#### [Description of the task]
Write out, exactly as they appear, only the lines running from the line with "drop a point: the wheel arch" to the final line of the listing; include both.
## begin Supplied information
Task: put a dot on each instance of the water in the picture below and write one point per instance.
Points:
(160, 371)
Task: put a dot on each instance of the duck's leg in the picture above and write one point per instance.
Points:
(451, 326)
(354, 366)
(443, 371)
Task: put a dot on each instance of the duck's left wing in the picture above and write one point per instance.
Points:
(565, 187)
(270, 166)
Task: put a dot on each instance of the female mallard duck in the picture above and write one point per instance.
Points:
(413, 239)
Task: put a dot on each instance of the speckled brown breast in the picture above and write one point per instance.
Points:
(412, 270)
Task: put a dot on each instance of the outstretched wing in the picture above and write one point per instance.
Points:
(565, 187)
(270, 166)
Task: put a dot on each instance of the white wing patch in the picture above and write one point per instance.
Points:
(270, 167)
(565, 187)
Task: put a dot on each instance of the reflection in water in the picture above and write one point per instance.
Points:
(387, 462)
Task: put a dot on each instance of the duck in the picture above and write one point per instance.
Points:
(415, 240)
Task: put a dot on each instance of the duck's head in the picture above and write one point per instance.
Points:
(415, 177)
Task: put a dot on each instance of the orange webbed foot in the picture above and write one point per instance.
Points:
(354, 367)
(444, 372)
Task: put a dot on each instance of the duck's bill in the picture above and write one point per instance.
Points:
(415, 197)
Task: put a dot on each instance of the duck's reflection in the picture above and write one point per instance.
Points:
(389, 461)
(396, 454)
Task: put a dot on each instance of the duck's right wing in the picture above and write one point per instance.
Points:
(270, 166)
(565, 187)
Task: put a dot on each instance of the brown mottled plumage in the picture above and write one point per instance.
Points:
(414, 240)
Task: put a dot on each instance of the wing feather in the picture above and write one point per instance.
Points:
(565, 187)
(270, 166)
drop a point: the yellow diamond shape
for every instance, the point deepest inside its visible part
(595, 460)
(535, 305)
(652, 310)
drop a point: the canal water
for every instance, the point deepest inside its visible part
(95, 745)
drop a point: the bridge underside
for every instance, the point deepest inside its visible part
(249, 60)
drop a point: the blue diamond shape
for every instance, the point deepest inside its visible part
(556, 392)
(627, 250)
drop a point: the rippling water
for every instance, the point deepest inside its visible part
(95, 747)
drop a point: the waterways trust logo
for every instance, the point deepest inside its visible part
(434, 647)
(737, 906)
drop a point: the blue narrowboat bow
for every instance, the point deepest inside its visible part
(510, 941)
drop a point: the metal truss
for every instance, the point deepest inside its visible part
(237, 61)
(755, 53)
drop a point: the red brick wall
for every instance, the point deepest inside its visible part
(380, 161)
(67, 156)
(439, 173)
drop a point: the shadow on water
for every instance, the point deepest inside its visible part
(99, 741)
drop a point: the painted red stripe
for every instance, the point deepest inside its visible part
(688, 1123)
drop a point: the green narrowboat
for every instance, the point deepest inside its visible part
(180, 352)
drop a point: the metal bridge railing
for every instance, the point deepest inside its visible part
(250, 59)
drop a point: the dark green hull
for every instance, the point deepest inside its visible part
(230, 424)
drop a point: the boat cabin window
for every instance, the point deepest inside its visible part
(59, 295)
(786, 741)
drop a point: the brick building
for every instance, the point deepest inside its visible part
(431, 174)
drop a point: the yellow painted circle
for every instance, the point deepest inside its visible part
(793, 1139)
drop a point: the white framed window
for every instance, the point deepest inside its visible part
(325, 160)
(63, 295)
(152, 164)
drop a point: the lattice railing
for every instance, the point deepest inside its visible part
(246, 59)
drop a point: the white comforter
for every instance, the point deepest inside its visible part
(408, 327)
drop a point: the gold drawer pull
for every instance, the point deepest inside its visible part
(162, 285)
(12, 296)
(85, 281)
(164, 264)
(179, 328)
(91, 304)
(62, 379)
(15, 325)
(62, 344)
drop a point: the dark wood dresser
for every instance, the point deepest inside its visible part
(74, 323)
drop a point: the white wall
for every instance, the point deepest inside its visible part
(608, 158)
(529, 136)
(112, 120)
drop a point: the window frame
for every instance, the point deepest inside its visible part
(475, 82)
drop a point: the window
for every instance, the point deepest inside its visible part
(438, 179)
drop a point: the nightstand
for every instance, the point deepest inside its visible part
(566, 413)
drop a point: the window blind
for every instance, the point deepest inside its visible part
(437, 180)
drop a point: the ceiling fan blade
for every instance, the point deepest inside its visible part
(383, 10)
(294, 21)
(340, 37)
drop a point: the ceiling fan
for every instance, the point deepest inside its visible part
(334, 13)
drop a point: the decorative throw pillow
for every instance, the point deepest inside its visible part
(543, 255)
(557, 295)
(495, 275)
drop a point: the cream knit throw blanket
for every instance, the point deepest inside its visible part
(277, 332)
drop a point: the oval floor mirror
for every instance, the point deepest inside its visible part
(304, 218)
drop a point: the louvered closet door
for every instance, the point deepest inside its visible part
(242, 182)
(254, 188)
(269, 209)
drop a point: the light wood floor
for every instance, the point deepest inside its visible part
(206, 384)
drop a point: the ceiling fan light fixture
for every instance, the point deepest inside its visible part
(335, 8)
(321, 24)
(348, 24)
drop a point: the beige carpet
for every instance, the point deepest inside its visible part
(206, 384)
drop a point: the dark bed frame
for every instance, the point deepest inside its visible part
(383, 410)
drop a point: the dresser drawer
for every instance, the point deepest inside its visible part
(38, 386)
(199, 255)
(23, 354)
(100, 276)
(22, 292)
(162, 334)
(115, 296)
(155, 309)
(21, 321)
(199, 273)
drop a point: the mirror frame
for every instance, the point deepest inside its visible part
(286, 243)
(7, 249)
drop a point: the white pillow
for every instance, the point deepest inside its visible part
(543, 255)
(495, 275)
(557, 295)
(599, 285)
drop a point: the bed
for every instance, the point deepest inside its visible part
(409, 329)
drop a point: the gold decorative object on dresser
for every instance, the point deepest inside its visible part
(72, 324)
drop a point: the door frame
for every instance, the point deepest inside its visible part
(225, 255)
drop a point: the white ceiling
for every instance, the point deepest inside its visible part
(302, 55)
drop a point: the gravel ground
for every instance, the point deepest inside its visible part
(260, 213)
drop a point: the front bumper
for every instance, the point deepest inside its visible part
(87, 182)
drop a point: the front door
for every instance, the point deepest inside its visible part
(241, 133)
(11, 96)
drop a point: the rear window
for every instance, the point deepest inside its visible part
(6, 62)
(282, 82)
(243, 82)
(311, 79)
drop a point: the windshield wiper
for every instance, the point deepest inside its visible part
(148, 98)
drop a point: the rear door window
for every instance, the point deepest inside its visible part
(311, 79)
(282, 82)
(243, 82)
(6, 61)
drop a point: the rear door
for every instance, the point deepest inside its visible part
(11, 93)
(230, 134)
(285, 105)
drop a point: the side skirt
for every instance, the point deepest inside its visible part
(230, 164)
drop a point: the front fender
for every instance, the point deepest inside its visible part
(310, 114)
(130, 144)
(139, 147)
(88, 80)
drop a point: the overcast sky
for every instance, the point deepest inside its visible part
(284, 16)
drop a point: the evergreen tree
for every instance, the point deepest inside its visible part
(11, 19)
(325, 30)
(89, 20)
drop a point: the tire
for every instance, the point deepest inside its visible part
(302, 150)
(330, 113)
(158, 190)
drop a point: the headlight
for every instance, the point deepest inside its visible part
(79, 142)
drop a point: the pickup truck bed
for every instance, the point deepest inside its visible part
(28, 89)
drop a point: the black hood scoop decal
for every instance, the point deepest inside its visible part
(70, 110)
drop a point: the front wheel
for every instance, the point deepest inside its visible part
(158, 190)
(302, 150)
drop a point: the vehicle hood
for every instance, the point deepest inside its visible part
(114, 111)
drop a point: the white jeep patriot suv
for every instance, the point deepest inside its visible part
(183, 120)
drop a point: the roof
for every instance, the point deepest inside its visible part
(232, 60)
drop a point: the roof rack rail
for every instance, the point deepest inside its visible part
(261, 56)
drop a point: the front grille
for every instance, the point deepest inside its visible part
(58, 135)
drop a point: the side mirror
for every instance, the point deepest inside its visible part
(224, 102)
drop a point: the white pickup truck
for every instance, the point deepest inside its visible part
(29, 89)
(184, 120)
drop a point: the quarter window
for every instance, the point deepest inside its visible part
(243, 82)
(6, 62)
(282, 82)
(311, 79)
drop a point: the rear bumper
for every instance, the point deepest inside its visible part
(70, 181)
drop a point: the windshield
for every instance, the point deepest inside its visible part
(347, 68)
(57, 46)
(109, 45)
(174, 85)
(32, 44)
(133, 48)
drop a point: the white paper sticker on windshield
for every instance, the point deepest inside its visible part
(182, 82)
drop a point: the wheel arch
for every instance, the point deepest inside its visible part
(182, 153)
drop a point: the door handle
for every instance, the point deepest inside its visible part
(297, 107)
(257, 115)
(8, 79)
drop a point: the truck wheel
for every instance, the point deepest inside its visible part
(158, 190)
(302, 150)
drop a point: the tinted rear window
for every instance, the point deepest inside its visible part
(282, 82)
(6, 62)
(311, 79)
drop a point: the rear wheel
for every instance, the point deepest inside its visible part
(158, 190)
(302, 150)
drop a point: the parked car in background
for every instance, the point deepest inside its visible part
## end Supplied information
#### [The reply]
drop a point: the wheel arch
for every instance, the point deepest inside its visible part
(182, 153)
drop a point: the door handle
for every instance, the point deepest inside its visible part
(297, 107)
(257, 115)
(8, 79)
drop a point: the truck wheel
for every instance, the point deepest inside its visible part
(158, 190)
(302, 150)
drop a point: the tinted rear window
for every instance, the point deepest inside its visible part
(282, 82)
(6, 62)
(311, 79)
drop a point: the rear wheel
for every instance, the point deepest inside its visible part
(158, 190)
(302, 150)
drop a point: the parked car in background
for every instance, the point deepest inside its visible part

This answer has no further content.